Begin

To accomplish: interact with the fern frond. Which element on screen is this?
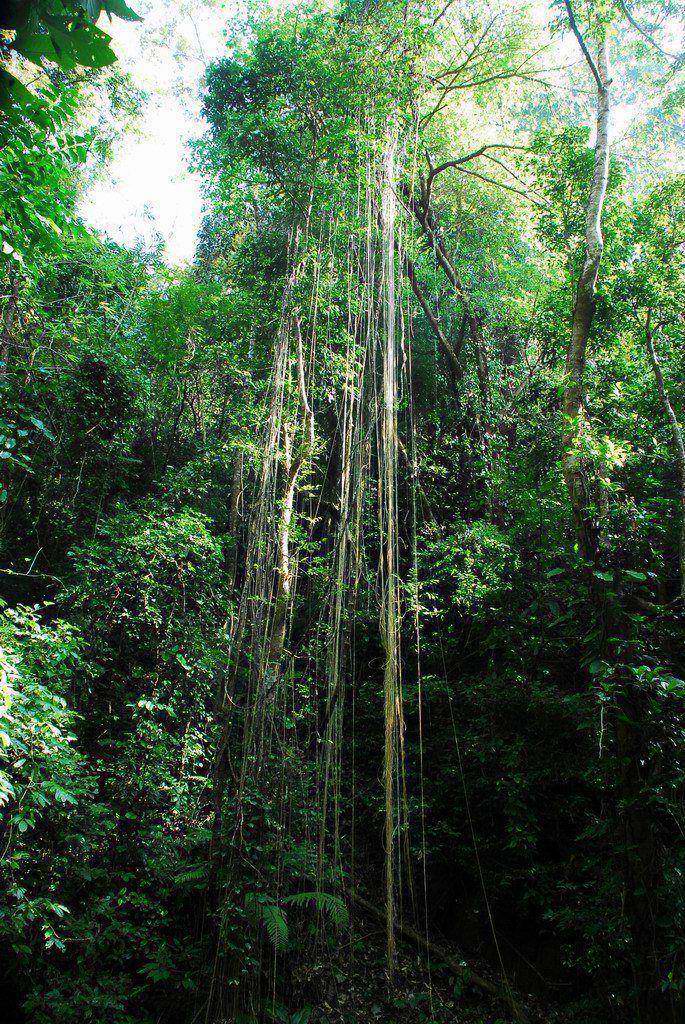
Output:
[284,892,349,928]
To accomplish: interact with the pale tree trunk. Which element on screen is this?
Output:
[266,321,314,675]
[562,22,611,562]
[645,314,685,600]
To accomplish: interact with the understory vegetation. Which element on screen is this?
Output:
[0,0,685,1024]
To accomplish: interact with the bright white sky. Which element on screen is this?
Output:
[80,0,236,264]
[80,0,679,265]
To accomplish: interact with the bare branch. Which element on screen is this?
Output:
[564,0,605,92]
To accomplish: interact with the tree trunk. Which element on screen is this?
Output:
[645,315,685,600]
[562,25,611,562]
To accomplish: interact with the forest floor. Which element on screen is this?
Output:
[294,914,558,1024]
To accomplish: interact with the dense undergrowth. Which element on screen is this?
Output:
[0,0,685,1024]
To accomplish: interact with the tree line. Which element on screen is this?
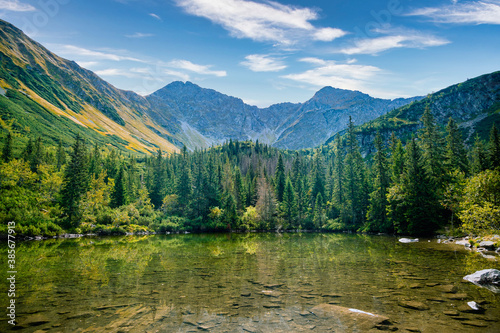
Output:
[0,108,500,236]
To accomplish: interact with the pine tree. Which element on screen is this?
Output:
[29,137,45,172]
[21,138,34,162]
[446,117,468,173]
[89,143,102,178]
[420,106,446,185]
[274,154,285,202]
[234,165,245,212]
[56,140,66,171]
[2,131,13,163]
[366,132,392,232]
[149,149,166,208]
[110,165,128,208]
[343,117,367,227]
[61,134,90,227]
[470,135,489,175]
[389,138,440,235]
[311,152,326,203]
[175,157,193,216]
[280,177,297,228]
[390,132,404,184]
[313,193,326,230]
[488,124,500,169]
[332,134,344,218]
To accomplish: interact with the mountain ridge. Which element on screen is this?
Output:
[0,20,500,153]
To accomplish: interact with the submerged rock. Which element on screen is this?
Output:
[399,301,429,311]
[479,241,495,251]
[399,238,418,243]
[464,269,500,293]
[311,304,391,332]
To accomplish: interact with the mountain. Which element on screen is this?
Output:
[0,20,500,153]
[146,82,419,149]
[340,71,500,154]
[0,20,178,153]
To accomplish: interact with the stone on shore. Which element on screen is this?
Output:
[464,269,500,293]
[311,304,391,332]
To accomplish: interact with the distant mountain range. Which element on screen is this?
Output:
[0,20,499,153]
[348,71,500,154]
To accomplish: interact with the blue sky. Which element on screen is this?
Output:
[0,0,500,107]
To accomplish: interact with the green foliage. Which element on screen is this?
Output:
[61,135,89,228]
[458,169,500,235]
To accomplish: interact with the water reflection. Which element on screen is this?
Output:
[0,233,500,332]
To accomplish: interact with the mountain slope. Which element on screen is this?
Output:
[146,82,419,149]
[334,71,500,153]
[0,20,178,153]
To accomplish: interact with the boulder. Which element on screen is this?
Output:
[479,241,495,251]
[455,239,470,247]
[464,269,500,293]
[399,238,418,243]
[311,304,391,332]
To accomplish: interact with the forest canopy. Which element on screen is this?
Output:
[0,108,500,236]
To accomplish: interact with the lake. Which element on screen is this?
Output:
[0,233,500,333]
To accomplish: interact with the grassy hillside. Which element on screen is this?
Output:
[0,20,178,153]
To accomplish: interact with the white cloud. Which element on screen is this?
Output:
[340,33,449,55]
[313,28,346,42]
[149,13,161,21]
[0,0,36,12]
[407,0,500,24]
[125,32,154,38]
[168,59,227,77]
[76,61,99,68]
[241,54,287,72]
[55,45,144,62]
[94,68,137,78]
[282,58,382,91]
[176,0,345,45]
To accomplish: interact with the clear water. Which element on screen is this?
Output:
[0,233,500,332]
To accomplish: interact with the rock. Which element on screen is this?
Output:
[479,241,495,251]
[462,320,488,327]
[457,302,484,313]
[410,283,423,289]
[443,310,459,317]
[264,283,283,289]
[464,269,500,293]
[311,304,391,333]
[260,290,282,297]
[21,314,50,326]
[399,238,418,243]
[446,294,469,300]
[467,301,481,311]
[398,301,429,311]
[436,284,457,294]
[455,239,470,247]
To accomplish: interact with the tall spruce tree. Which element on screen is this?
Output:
[149,149,166,208]
[343,117,367,228]
[389,138,440,235]
[56,140,66,171]
[2,131,13,163]
[420,106,446,187]
[279,177,297,228]
[332,134,344,218]
[366,132,393,232]
[61,134,90,227]
[390,132,405,183]
[110,165,128,208]
[488,124,500,169]
[470,135,489,175]
[446,117,469,173]
[274,154,286,202]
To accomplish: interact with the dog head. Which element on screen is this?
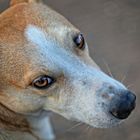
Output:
[0,0,136,127]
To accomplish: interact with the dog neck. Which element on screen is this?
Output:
[0,104,54,140]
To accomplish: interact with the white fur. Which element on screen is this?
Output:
[28,114,55,140]
[25,25,125,127]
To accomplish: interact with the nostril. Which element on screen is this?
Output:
[127,91,136,102]
[110,91,136,119]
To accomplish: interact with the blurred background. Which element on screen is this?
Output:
[0,0,140,140]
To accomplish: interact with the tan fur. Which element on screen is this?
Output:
[10,0,42,6]
[0,0,136,140]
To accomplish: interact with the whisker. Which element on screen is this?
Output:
[66,122,83,132]
[103,59,113,78]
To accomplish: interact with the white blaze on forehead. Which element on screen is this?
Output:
[25,25,125,128]
[25,25,124,88]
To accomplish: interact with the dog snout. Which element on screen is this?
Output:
[110,91,136,119]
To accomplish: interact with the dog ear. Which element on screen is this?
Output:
[10,0,42,6]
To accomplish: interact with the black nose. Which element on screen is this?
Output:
[110,91,136,119]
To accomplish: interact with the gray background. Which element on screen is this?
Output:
[0,0,140,140]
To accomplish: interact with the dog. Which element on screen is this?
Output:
[0,0,136,140]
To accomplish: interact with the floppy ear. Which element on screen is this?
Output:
[10,0,42,6]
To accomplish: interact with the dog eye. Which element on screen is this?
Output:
[74,34,85,50]
[32,75,54,89]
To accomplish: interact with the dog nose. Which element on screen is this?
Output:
[110,91,136,119]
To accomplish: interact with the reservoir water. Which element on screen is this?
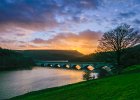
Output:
[0,67,84,100]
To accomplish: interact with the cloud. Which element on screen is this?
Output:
[119,11,136,18]
[133,19,140,24]
[31,30,101,54]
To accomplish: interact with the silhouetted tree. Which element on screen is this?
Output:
[98,24,140,69]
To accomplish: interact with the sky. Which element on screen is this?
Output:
[0,0,140,54]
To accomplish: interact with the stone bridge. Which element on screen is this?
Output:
[36,61,112,70]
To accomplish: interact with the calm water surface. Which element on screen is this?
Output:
[0,67,84,100]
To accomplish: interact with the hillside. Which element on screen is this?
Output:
[11,65,140,100]
[0,48,34,70]
[18,50,83,60]
[72,45,140,66]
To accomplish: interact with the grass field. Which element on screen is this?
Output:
[11,65,140,100]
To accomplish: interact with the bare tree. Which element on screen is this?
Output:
[98,24,140,68]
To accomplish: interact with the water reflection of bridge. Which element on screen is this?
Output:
[36,61,111,70]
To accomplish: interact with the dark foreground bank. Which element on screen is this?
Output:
[10,65,140,100]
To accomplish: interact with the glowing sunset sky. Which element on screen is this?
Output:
[0,0,140,54]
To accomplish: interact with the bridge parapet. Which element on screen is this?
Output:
[36,61,113,70]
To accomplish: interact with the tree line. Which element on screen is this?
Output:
[0,48,34,70]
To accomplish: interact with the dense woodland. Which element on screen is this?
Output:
[0,48,34,70]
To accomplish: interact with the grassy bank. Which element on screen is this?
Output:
[11,65,140,100]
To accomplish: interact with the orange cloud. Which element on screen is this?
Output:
[30,30,100,54]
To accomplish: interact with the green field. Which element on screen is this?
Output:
[11,65,140,100]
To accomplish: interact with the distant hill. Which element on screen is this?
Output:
[71,45,140,66]
[18,50,84,60]
[0,48,34,70]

End

- [EXERCISE INSTRUCTIONS]:
Copy out every row above word for word, but leave the pictures out.

- [REPLY TO THE EXERCISE]:
To accomplish: interact with the fern frond. Which element on screen is this?
Output:
[284,892,349,928]
To accomplish: interact with the pale tree trunk. Which element on screen is this?
Output:
[266,321,314,675]
[562,22,611,562]
[645,314,685,600]
To accomplish: interact with the understory vegetation. Which element on screen is this?
Output:
[0,0,685,1024]
To accomplish: interact with the bright white sky. Which element on screen is this?
Output:
[80,0,236,264]
[80,0,679,265]
To accomplish: interact with the bare branch. Which element on screen is this?
Output:
[564,0,605,92]
To accomplish: interact with the tree trunk. Which element on screen is this?
Output:
[645,315,685,600]
[562,25,611,562]
To accomplish: interact with the forest floor. Which element on screen is this?
Output:
[294,914,558,1024]
To accomplish: interact with the dense undergrowth. Which element on screen is this?
Output:
[0,0,685,1024]
To accomplish: interact with the tree line. Which element on screen is this?
Output:
[0,108,500,236]
To accomplish: interact with the pine tree. Which element on screen is this?
Output:
[29,137,45,172]
[21,138,34,162]
[446,117,468,173]
[89,143,102,178]
[420,106,446,185]
[274,154,285,202]
[234,165,245,212]
[56,140,66,171]
[2,131,13,163]
[366,132,392,232]
[149,149,166,208]
[110,165,128,208]
[343,117,367,227]
[61,134,90,227]
[470,135,489,175]
[389,138,440,235]
[311,152,326,203]
[175,157,193,216]
[280,177,297,228]
[390,132,404,184]
[313,193,326,230]
[488,124,500,169]
[332,134,344,218]
To accomplish: interact with the mountain ridge. Which element on screen is this?
Output:
[0,20,500,153]
To accomplish: interact with the submerged rock. Which element on screen is this?
Output:
[399,301,429,311]
[479,241,495,251]
[399,238,418,243]
[464,269,500,293]
[311,304,391,332]
To accomplish: interact with the mountain. Which element on screen is this?
Output:
[0,20,500,153]
[146,82,419,149]
[340,71,500,154]
[0,20,178,153]
To accomplish: interact with the stone on shore. Which element on screen is this?
Output:
[464,269,500,293]
[311,304,391,332]
To accomplish: interact with the distant mountain range. Which element on screen is this?
Output:
[0,20,499,153]
[348,71,500,154]
To accomplish: interact with the blue sky. Which element on screen is this?
Output:
[0,0,500,107]
To accomplish: interact with the green foliage. Which element on screen is this?
Output:
[61,135,89,228]
[458,169,500,235]
To accomplish: interact with the water reflection. Which element on screen is this?
Output:
[0,233,500,332]
To accomplish: interact with the mountain slope. Which element on screen is this?
Output:
[146,82,419,149]
[334,71,500,153]
[0,20,178,153]
To accomplish: interact with the boulder. Which element on screen is this?
Output:
[479,241,495,251]
[455,239,470,247]
[464,269,500,293]
[399,238,418,243]
[311,304,391,332]
To accomplish: interact with the forest canopy. Which element on screen is this?
Output:
[0,108,500,236]
To accomplish: interact with the lake. Which element on screen is this?
Output:
[0,233,500,333]
To accomplish: interact with the grassy hillside. Which element on screen is this?
Output:
[0,20,178,153]
To accomplish: interact with the white cloud. Which element on screen is this?
Output:
[340,33,449,55]
[313,28,346,42]
[149,13,161,21]
[0,0,36,12]
[407,0,500,24]
[125,32,154,38]
[168,59,227,77]
[76,61,99,68]
[241,54,287,72]
[55,45,144,62]
[94,68,137,78]
[282,58,382,91]
[176,0,345,45]
To accomplish: interact with the clear water. Which element on screen is this?
Output:
[0,233,500,332]
To accomplish: interact with the rock. Which element on screen is this?
Output:
[479,241,495,251]
[462,320,488,327]
[457,302,484,313]
[410,283,423,289]
[443,310,459,317]
[264,283,283,289]
[464,269,500,293]
[311,304,391,333]
[260,290,282,297]
[21,314,50,326]
[399,238,418,243]
[446,294,469,300]
[467,301,481,311]
[398,301,429,311]
[436,284,457,294]
[455,239,470,247]
To accomplish: interact with the tall spruce tree. Which element on screen is this?
Output:
[149,149,166,208]
[343,117,367,228]
[389,138,440,235]
[56,140,66,171]
[2,131,13,163]
[420,106,446,187]
[279,177,297,228]
[332,134,344,218]
[366,132,393,232]
[61,134,90,227]
[390,132,405,183]
[110,165,128,208]
[488,124,500,169]
[470,135,489,175]
[446,117,469,173]
[274,154,286,202]
To accomplish: interact with the dog head. Which element on screen is this?
Output:
[0,0,136,127]
To accomplish: interact with the dog neck. Which element on screen is this?
Output:
[0,104,54,140]
To accomplish: interact with the white fur. Which element on screen is this?
Output:
[28,114,55,140]
[25,25,125,127]
To accomplish: interact with the nostril. Which element on screen is this?
Output:
[127,91,136,102]
[110,91,136,119]
To accomplish: interact with the blurred background. Which element on screen is this?
Output:
[0,0,140,140]
To accomplish: interact with the tan fur. Which element on screen is this?
Output:
[10,0,42,6]
[0,0,136,140]
To accomplish: interact with the whisker. Which element on screen is this?
Output:
[66,122,83,132]
[103,59,113,78]
To accomplish: interact with the white blaze on forehead. Which element on screen is this?
Output:
[25,25,125,128]
[25,25,124,88]
To accomplish: interact with the dog snout. Which element on screen is this?
Output:
[110,91,136,119]
To accomplish: interact with the dog ear. Which element on screen is this?
Output:
[10,0,42,6]
To accomplish: interact with the black nose. Which element on screen is this?
Output:
[110,91,136,119]
To accomplish: interact with the gray background. Which element on screen is this?
Output:
[0,0,140,140]
To accomplish: interact with the dog. Which element on screen is this?
Output:
[0,0,136,140]
To accomplish: interact with the floppy ear. Which element on screen is this?
Output:
[10,0,42,6]
To accomplish: interact with the dog eye. Which element on screen is this?
Output:
[74,34,85,50]
[32,75,54,89]
To accomplish: interact with the dog nose. Which element on screen is this?
Output:
[110,91,136,119]
To accomplish: interact with the reservoir water. Which element on screen is this?
Output:
[0,67,84,100]
To accomplish: interact with the cloud. Which element on screen is this?
Output:
[119,11,136,18]
[133,19,140,24]
[31,30,101,54]
To accomplish: interact with the silhouetted tree. Which element on screen is this?
Output:
[98,24,140,69]
To accomplish: interact with the sky. Which element on screen is this?
Output:
[0,0,140,54]
To accomplish: interact with the stone bridge. Which element on screen is this?
Output:
[36,61,112,70]
To accomplish: interact with the calm water surface. Which element on screen is this?
Output:
[0,67,84,100]
To accomplish: interact with the hillside. Which element on screen is this?
Output:
[11,65,140,100]
[0,48,34,70]
[18,50,83,60]
[72,45,140,66]
To accomplish: interact with the grass field. Which element on screen is this?
Output:
[11,65,140,100]
To accomplish: interact with the bare tree. Which element on screen is this?
Output:
[98,24,140,68]
To accomplish: interact with the water reflection of bridge. Which element on screen is this?
Output:
[36,61,111,70]
To accomplish: interact with the dark foreground bank. Which element on screen is this?
Output:
[10,65,140,100]
To accomplish: interact with the glowing sunset sky. Which element on screen is this?
Output:
[0,0,140,54]
To accomplish: interact with the bridge parapet. Which element on screen is this?
Output:
[36,61,113,70]
To accomplish: interact with the tree line. Which element on screen is this?
Output:
[0,48,34,70]
To accomplish: interact with the dense woodland. Which element on screen is this?
Output:
[0,48,34,70]
To accomplish: interact with the grassy bank. Which element on screen is this?
Output:
[11,65,140,100]
To accomplish: interact with the orange cloud. Which element on screen is this?
Output:
[30,30,100,54]
To accomplish: interact with the green field. Which element on screen is this?
Output:
[11,65,140,100]
To accomplish: interact with the distant hill. Which element on screen is this?
Output:
[71,45,140,66]
[18,50,84,60]
[0,48,34,70]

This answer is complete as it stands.